- What you need to do: Can you rewrite the entries below as a Markdown table with the columns Row and Line, from the line containing "Locate the window" through the end of the entries, leaving out any blank lines?

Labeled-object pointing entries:
-------------------------

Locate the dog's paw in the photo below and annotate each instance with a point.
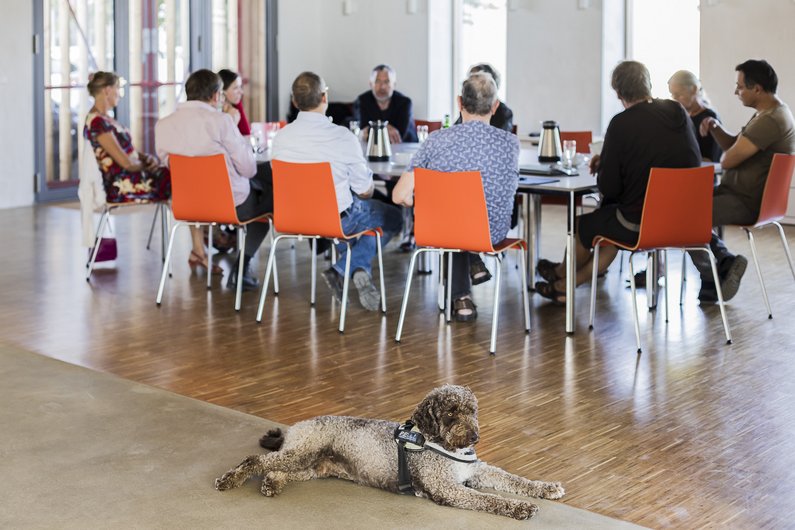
(226, 482)
(552, 490)
(523, 510)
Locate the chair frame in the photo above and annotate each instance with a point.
(469, 179)
(161, 207)
(649, 204)
(336, 233)
(772, 210)
(241, 235)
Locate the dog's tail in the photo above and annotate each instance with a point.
(273, 440)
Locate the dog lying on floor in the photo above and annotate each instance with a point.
(430, 456)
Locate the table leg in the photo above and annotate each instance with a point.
(532, 227)
(571, 266)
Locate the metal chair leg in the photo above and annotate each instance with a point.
(164, 274)
(449, 288)
(496, 311)
(722, 304)
(525, 298)
(313, 282)
(594, 275)
(152, 226)
(241, 245)
(381, 271)
(275, 268)
(345, 284)
(758, 271)
(268, 269)
(103, 221)
(786, 247)
(406, 291)
(634, 302)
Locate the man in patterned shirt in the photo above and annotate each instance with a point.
(474, 145)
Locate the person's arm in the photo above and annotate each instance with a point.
(111, 146)
(714, 128)
(742, 150)
(237, 148)
(403, 192)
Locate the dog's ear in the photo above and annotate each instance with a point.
(425, 417)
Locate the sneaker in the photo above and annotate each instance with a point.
(369, 296)
(334, 282)
(730, 282)
(250, 282)
(708, 293)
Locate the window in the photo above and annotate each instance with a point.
(664, 35)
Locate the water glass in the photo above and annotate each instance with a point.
(422, 133)
(354, 127)
(569, 152)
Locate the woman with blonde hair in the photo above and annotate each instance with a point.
(686, 88)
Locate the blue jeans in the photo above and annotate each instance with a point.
(364, 214)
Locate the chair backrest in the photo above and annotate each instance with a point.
(432, 125)
(776, 194)
(583, 139)
(304, 199)
(201, 190)
(677, 211)
(450, 210)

-------------------------

- Response:
| Row | Line |
|---|---|
| 1 | Locate the window in the photo above and annotate each instance with a point. |
| 2 | (664, 35) |
| 3 | Locate the water glass in the photo above and annotate each instance with a point. |
| 4 | (422, 133) |
| 5 | (354, 127) |
| 6 | (569, 152) |
| 7 | Locate the woman with blonde hair in the photo above and annotate each instance with a point. |
| 8 | (686, 88) |
| 9 | Locate the blue jeans in the photo above and annotate each instance with a point. |
| 10 | (364, 214) |
| 11 | Locate the chair backrest in the photo above and annotate each instance with a point. |
| 12 | (432, 125) |
| 13 | (776, 194) |
| 14 | (583, 139) |
| 15 | (304, 199) |
| 16 | (201, 190) |
| 17 | (677, 211) |
| 18 | (450, 210) |